**What is required**
Write out all the data again, exactly as it stands.

**The data**
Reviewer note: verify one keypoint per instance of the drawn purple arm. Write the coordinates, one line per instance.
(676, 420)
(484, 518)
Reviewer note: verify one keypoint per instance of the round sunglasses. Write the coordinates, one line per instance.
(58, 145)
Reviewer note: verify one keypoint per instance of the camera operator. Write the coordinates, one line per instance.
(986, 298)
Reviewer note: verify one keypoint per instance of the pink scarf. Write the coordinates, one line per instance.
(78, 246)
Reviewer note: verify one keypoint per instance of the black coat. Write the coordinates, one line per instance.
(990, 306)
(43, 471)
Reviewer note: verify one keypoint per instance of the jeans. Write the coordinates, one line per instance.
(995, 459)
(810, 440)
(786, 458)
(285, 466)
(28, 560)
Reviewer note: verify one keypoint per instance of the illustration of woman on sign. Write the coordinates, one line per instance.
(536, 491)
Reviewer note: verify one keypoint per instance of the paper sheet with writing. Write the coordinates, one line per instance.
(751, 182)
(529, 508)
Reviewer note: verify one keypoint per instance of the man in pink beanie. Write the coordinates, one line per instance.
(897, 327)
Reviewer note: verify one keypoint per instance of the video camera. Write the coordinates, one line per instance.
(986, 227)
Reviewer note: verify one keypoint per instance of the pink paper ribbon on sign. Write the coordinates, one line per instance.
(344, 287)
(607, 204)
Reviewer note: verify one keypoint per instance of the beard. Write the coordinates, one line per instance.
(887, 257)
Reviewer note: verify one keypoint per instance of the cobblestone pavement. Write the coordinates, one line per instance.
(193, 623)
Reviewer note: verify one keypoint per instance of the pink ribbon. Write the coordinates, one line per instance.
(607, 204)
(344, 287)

**Task result**
Reviewer note: verify one keypoint per instance of the drawn purple arm. Write the coordinates, one line per instance.
(676, 420)
(484, 518)
Reviewer note: verify one keypoint per instance of the round sunglasses. Write the coordinates, one line per instance.
(58, 145)
Reviewer note: verify one keypoint per instance of the camera operator. Write the coordinates, one line per instance.
(986, 298)
Reviewer note: verify one keypoint per instance of the pink scarf. Write the coordinates, one line per instance.
(78, 246)
Reviewer note: verify one keypoint per instance of the black coat. Write the coordinates, one line per instance.
(990, 306)
(43, 471)
Reviewer note: verify one keypoint per instance of the jeans. Write the coordinates, one line per instance.
(995, 459)
(810, 440)
(786, 458)
(285, 466)
(28, 560)
Reviewer note: verify one keypoint per instance of the illustration of woman on sign. Write the coordinates, one line per instance.
(536, 491)
Reviewer note: verify one keypoint per instance of the paper sheet with writing. Write the coordinates, one line per instance.
(751, 182)
(529, 508)
Reviewer note: verify one keypoint per instance of the man in pink beanie. Write the coordinates, one line per instance.
(897, 327)
Reviewer note: verify one keypoint per instance of the video camera. Write the coordinates, one line per instance.
(986, 227)
Reviewer note: verify one keypoint per instance of the pink paper ribbon on sign. Write the coordinates, one line per instance.
(344, 287)
(607, 204)
Reviewer note: verify one keypoint per instance of the beard. Write the coordinates, one line per instance.
(887, 257)
Reviewer note: verify one keypoint per instance of the cobblestone pavement. Write the coordinates, one line per instance.
(193, 623)
Reviewer note: verify one keypoint per instance of the pink ribbon. Write the coordinates, one line per instance.
(607, 204)
(344, 287)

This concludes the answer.